+++ Belge metni +++
İlk Terzi Hermes – İdris Peygamber / Nuri Terzi Kaymaz
“Biz seni bütün isimlerinle; Arapça ey Utarid, Farsça ey Tir, Latince ey Harus, Yunanca ey Hermes, Hinduca ey Budd diye çağırırız.”
İlk terzi, mısır Papirüslerinde Hermes Tut adını taşıyor. Araplarda Hermes-ül-Heramise adıyla anılmakta.
Kur’an’a göre o, adem ve oğlu Şit’ten sonra gelen, üçüncü peygamber Hz. İdris’tir.
Peki insanları ilk giydiren, insan çıplaklığından utanmayı öğrendikten sonraki ilk mantıklı davranışı sergileyen Hermes-Ül-Heramise sadece kumaşları,
derileri mi birbirine eklemiştir. Hayır, Hermes Tut eşyanın içini dışına, küçüğü büyüğe, sınırı sınırsızlığa bağlayan peygamber, soyu ari ırktan bir peygamberdir.
+++ Veri listesi +++
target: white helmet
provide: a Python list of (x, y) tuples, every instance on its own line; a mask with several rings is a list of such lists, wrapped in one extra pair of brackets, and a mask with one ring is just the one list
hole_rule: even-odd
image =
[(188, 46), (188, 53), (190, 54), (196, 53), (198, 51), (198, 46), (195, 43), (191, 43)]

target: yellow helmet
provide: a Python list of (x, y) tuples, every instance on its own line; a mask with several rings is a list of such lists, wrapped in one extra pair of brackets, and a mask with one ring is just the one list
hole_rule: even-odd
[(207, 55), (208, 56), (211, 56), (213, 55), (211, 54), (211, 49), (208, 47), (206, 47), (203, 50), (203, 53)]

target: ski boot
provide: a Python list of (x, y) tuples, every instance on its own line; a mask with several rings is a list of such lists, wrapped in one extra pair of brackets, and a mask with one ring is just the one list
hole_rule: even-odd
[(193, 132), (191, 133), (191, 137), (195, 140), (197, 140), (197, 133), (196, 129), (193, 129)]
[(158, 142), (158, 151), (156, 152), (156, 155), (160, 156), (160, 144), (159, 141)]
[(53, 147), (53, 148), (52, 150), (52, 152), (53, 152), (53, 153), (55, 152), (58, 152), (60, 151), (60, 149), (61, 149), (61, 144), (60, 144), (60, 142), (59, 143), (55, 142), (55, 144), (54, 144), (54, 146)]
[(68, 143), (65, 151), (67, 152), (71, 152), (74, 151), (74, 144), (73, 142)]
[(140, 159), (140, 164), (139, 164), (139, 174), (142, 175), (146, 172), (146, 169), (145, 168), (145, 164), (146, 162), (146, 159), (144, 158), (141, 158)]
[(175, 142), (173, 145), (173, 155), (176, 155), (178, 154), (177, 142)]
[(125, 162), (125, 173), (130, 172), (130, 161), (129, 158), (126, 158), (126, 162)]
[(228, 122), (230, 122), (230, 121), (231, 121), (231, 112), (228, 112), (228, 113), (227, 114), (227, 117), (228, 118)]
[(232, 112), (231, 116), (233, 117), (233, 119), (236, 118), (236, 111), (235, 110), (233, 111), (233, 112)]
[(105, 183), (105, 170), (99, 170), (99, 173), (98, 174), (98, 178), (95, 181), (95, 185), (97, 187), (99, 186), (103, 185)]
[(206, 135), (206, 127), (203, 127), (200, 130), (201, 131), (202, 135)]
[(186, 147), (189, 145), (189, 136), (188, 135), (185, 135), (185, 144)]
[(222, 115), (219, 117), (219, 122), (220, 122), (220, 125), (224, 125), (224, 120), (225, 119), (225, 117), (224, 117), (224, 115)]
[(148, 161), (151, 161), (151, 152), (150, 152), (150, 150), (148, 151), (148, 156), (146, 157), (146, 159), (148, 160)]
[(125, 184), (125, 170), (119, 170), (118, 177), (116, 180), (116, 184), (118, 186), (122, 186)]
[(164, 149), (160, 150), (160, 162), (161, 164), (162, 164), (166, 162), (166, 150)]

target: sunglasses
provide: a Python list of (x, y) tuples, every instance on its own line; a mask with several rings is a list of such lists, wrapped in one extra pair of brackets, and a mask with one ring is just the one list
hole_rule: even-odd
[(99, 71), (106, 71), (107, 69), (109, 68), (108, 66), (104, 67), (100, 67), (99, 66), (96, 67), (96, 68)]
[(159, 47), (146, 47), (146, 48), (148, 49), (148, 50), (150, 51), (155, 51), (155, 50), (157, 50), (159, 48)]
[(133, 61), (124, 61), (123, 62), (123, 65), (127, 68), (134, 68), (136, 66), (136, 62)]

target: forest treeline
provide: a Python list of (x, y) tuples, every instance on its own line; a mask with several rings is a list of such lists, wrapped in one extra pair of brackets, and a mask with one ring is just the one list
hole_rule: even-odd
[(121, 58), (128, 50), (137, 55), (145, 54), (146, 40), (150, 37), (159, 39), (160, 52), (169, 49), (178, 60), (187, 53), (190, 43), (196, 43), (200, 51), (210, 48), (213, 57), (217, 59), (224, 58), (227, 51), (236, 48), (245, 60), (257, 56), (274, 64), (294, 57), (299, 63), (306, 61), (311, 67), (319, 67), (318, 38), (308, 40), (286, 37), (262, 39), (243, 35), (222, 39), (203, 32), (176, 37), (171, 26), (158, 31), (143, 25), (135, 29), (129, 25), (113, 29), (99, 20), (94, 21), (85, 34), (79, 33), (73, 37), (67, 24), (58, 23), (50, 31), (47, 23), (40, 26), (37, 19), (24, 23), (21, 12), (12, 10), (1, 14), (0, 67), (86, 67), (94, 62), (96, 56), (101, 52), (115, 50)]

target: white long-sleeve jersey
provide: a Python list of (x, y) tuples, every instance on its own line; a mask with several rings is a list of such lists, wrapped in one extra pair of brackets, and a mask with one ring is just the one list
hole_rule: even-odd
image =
+++
• **Etkinlik listesi**:
a – Hermes hakkındaki metinde “Biz seni bütün isimlerinle” diye başlayan alıntıda hangi dilde hangi isim geçiyor? Her ismi diliyle birlikte sıralar mısın?
b – İlk terzi Hermes ve İdris Peygamber üzerine olan metni, son cümlesinden sonrasıyla sürdürür müsün?

• **Görev bazında sonuçlar**:
a –
- Arapça: Utarid
- Farsça: Tir
- Latince: Harus
- Yunanca: Hermes
- Hinduca: Budd

b –
Der ki; “eşyanın dışı, içi gibidir; içle dış arasında hiçbir ayrılık yoktur. Küçük büyük gibidir. Küçükle büyük, arasında hiçbir ayrılık yoktur. Evrende hiçbir şey ne iç, ne dış, ne küçük, ne büyüktür. Bir tek yasa ve o yasanın gördüğü bir tek iş vardır. Bu sözlerin anlamını anlayan, gerçeği görür. Kimi insanlar, bu anlayışları, olağanüstü çabaları ve yetkinlikleriyle öteki insanların görmediklerini görebilirler. Oysa nedenler nedeni daima gizlidir. Çünkü sonsuzluk, pek kısa bir son olan zaman ve gene pek kısa bir son olan mekan içinde anlaşılamaz ve anlatılamaz. Bizler, ancak, öldükten sonra onu anlayabilir ve anlatabiliriz. Çünkü yaşarken, zaman ve mekanla sınırlıyız. Sınırsızlık, sınırlılık içinde kavranamaz.” Der.
Ve der ki; “insanlar ölümlü tanrılar, tanrılar ölümsüz insanlardır.”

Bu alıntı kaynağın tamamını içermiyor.